▸ Stored records:

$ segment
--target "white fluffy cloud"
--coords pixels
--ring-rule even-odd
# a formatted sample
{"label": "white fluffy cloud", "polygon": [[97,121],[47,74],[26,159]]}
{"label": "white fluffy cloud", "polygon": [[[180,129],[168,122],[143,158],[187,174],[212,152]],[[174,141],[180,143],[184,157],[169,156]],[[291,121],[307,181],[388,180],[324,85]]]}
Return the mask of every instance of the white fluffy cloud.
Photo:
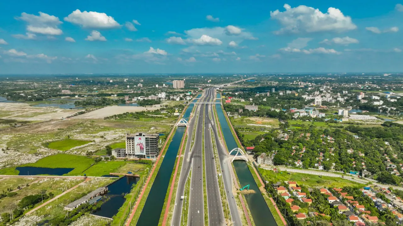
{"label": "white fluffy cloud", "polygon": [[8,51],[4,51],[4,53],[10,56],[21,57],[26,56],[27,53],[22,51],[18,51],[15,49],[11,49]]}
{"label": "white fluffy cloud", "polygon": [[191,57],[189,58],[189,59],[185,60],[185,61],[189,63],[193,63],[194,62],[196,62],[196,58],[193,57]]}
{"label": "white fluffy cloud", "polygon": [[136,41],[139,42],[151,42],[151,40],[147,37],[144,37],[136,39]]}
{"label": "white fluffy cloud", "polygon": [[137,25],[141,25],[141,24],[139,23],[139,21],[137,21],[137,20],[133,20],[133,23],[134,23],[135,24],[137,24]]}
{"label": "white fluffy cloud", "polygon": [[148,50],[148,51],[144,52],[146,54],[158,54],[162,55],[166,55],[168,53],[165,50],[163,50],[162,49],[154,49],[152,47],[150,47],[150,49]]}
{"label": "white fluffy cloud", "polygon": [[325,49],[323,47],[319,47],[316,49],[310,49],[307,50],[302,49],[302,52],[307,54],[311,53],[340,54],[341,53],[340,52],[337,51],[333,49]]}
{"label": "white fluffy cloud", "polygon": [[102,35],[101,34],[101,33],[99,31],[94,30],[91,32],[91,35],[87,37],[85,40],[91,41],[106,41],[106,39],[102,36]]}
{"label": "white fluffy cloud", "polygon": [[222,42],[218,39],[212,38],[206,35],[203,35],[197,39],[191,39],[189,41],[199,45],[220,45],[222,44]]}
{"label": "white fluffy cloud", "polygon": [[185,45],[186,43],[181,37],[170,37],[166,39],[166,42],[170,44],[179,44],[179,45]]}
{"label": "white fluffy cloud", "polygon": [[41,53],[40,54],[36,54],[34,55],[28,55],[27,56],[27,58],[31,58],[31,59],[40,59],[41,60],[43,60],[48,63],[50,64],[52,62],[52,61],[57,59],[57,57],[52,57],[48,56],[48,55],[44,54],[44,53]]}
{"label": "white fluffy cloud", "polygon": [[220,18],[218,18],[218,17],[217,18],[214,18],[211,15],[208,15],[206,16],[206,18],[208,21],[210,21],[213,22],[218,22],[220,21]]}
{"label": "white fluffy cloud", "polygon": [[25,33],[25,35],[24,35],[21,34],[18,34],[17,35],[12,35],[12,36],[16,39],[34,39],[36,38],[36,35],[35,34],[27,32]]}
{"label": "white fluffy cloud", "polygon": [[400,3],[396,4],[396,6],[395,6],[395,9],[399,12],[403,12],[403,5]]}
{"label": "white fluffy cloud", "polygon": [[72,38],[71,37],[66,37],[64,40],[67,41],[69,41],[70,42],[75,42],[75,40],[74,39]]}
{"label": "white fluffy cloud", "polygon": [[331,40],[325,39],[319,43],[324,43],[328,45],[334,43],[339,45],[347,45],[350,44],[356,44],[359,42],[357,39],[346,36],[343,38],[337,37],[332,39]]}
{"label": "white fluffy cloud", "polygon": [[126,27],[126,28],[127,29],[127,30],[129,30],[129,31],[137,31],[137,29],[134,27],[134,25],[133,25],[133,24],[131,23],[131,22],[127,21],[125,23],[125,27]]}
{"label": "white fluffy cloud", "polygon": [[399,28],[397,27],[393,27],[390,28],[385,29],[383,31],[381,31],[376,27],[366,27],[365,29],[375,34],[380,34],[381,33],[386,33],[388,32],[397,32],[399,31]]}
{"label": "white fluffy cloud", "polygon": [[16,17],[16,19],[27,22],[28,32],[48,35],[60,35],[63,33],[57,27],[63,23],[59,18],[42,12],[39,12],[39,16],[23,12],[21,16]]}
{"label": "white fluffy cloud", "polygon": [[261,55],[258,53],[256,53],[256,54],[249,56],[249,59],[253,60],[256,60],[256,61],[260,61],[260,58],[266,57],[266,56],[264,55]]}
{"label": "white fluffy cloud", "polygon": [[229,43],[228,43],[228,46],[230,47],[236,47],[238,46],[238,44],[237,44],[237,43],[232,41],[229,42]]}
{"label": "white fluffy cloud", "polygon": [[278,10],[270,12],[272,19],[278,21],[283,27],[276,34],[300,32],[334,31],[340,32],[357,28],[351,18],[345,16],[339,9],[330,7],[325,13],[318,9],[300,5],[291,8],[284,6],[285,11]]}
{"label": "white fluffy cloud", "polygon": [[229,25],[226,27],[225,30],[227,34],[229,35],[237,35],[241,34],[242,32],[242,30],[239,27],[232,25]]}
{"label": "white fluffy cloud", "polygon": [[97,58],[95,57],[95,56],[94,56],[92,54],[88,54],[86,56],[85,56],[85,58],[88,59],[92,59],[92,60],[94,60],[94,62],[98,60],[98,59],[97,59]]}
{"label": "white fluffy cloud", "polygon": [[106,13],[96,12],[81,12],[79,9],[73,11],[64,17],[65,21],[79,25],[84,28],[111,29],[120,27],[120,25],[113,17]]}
---
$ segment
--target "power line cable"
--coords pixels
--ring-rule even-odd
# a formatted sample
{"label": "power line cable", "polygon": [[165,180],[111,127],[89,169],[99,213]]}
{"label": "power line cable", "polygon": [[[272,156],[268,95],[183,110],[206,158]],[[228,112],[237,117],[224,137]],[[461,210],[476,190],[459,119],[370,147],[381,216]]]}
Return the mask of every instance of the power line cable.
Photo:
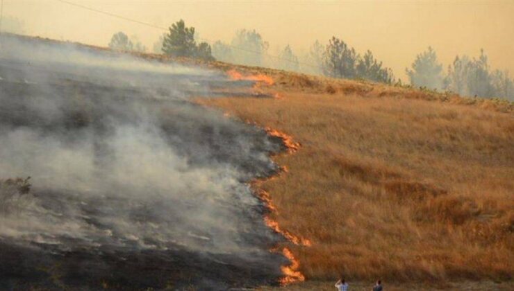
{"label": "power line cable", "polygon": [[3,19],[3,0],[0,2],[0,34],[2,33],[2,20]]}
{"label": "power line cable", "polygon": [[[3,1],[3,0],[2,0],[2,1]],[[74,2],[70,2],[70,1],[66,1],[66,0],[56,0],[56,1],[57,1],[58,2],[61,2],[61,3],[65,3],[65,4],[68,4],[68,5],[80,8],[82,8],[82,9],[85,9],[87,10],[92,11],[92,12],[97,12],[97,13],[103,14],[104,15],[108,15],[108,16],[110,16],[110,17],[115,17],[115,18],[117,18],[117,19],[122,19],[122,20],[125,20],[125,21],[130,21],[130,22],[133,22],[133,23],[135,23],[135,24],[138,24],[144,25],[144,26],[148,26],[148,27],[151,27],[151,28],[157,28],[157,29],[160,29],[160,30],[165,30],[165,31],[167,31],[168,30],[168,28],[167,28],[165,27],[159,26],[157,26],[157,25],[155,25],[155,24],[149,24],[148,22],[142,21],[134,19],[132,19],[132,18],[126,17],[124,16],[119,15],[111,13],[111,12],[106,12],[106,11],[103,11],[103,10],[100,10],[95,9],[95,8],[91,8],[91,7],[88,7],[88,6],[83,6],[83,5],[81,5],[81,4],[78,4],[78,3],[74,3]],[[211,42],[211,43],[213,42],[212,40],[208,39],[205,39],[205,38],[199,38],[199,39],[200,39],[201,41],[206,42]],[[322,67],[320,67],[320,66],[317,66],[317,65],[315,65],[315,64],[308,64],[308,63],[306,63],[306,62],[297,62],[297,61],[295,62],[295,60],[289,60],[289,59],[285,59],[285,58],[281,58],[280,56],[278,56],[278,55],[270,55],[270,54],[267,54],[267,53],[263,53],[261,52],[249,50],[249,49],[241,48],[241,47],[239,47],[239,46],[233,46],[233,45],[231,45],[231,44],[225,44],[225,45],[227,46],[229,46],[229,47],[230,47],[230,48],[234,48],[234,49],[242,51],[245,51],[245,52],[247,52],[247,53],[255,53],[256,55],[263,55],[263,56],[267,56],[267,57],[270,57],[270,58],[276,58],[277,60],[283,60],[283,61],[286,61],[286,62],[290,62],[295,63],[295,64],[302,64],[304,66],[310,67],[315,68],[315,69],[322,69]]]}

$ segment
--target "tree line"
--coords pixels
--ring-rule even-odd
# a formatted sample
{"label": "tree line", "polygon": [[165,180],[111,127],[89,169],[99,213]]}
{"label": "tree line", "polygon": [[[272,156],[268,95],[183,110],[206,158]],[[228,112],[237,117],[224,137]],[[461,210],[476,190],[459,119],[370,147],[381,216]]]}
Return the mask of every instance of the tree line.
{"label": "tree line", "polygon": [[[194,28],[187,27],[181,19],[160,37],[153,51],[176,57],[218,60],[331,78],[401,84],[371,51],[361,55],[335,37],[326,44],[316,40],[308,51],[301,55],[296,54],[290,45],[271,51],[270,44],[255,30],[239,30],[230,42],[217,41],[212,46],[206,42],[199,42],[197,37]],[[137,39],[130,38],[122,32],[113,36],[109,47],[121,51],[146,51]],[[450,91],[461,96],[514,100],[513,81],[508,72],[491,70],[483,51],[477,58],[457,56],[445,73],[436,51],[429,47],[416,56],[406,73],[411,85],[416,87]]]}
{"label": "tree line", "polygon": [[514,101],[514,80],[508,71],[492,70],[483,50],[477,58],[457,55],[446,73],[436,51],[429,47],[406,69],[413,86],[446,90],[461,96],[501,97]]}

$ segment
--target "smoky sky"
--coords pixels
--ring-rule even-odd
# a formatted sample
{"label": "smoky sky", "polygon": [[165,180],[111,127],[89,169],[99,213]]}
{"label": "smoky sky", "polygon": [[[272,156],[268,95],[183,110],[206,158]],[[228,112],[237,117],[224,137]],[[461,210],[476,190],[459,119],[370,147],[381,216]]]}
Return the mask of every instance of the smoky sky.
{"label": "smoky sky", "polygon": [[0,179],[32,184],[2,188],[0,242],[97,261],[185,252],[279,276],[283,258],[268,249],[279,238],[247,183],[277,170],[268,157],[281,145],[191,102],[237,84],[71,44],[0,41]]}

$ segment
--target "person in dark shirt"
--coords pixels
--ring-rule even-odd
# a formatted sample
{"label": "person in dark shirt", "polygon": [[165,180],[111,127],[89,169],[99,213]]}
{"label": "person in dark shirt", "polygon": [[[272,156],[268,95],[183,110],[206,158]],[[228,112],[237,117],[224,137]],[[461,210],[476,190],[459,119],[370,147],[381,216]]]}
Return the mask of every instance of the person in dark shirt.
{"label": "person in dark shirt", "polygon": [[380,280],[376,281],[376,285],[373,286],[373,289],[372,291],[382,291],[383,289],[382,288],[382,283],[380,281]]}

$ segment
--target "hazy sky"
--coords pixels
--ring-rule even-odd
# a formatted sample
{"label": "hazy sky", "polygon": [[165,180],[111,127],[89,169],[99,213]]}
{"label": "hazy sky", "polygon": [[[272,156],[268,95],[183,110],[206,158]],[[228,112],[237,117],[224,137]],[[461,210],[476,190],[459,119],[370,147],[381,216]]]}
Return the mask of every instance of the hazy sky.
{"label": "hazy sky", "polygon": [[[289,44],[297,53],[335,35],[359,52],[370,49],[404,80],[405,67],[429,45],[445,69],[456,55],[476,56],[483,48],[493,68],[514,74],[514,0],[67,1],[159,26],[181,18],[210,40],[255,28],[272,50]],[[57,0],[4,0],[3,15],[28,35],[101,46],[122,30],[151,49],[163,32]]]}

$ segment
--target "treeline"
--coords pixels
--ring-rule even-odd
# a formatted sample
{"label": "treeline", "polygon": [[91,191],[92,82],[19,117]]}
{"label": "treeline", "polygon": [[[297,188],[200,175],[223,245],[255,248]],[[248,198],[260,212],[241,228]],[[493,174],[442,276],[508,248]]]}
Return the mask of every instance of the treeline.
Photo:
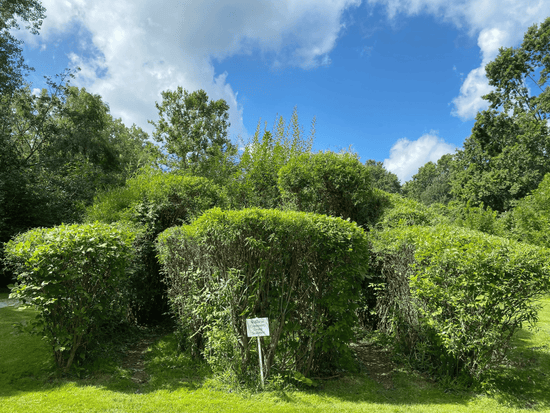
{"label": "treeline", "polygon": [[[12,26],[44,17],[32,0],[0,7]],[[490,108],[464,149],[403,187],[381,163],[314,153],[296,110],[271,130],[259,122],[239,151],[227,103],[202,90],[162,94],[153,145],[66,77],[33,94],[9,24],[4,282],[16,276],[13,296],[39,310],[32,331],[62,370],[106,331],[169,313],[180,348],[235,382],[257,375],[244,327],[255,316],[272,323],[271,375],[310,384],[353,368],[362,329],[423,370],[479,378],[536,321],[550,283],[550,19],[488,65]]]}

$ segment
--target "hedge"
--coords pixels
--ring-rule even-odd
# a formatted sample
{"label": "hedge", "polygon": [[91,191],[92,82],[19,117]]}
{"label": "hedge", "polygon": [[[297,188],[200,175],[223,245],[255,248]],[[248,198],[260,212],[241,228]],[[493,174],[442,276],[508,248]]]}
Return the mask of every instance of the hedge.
* * *
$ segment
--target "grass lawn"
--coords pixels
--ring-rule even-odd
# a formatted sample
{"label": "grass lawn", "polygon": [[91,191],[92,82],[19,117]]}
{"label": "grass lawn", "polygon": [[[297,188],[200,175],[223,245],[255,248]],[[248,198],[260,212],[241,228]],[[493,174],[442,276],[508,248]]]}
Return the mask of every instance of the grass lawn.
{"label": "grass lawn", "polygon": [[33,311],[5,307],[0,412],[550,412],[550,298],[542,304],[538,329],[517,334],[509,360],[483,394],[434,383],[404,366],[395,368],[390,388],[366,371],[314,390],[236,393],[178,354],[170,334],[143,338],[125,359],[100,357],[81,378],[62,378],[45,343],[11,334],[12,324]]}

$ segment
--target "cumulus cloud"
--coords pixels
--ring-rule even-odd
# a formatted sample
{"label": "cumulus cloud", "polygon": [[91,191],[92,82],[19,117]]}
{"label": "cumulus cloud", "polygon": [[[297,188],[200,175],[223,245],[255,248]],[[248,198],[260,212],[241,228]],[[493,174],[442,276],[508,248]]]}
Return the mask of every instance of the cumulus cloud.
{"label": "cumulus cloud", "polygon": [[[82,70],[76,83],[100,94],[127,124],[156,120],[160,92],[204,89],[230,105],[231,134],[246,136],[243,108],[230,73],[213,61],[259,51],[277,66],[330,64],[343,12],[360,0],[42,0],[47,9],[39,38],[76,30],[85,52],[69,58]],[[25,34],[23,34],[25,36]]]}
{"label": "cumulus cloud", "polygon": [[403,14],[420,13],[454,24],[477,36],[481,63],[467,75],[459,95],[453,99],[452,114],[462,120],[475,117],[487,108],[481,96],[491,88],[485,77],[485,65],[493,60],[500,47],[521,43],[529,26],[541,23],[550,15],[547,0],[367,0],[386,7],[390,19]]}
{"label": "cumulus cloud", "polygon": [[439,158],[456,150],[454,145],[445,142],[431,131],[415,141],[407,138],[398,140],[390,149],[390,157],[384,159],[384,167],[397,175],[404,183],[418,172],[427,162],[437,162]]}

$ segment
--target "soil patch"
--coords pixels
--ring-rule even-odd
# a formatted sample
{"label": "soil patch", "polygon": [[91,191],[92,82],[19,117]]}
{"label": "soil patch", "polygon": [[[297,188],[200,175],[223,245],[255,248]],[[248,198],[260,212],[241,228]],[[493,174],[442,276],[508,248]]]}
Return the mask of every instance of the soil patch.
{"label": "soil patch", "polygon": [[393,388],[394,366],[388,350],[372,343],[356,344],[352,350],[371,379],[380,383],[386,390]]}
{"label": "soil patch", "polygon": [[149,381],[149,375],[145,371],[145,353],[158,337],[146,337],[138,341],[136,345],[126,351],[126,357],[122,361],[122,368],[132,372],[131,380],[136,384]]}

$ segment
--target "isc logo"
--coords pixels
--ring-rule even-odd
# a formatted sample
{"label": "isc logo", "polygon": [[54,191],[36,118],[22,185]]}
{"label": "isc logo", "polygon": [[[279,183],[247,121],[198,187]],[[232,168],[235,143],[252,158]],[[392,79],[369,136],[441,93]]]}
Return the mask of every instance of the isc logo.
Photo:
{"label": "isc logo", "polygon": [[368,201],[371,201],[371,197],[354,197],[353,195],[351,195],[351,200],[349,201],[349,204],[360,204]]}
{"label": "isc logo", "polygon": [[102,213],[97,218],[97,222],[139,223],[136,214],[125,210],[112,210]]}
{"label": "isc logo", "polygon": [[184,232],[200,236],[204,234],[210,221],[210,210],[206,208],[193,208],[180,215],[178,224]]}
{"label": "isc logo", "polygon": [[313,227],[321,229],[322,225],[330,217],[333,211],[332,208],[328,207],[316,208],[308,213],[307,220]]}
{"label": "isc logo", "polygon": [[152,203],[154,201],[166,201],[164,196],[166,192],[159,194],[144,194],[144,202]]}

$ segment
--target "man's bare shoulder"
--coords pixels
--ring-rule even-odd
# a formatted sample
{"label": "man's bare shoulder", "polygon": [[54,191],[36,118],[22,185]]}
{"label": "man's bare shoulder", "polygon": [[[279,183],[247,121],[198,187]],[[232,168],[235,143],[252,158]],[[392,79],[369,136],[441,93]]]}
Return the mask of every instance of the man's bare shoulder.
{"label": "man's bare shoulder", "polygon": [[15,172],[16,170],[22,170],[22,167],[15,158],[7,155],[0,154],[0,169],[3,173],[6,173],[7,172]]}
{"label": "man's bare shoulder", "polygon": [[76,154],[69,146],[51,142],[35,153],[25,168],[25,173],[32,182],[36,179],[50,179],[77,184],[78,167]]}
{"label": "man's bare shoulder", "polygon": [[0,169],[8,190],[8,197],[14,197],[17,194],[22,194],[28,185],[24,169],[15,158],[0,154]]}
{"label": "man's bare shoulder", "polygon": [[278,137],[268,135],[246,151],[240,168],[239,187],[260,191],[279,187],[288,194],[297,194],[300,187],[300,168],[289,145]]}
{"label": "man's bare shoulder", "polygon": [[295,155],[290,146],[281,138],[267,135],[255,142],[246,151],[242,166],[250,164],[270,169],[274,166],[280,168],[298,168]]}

▸ Objective: Pick out every line above that contains the word "shirt" and copy each one in full.

▸ Written answer:
--target "person in dark shirt"
{"label": "person in dark shirt", "polygon": [[165,180],[111,127],[89,169],[99,213]]}
{"label": "person in dark shirt", "polygon": [[[272,156],[268,95],[183,110],[206,158]],[[228,112],[237,117],[224,137]],[[461,210],[476,190],[459,119],[370,147],[381,216]]]}
Return the mask of every instance of the person in dark shirt.
{"label": "person in dark shirt", "polygon": [[380,280],[376,281],[376,285],[373,286],[373,289],[372,291],[382,291],[383,289],[382,288],[382,283],[380,281]]}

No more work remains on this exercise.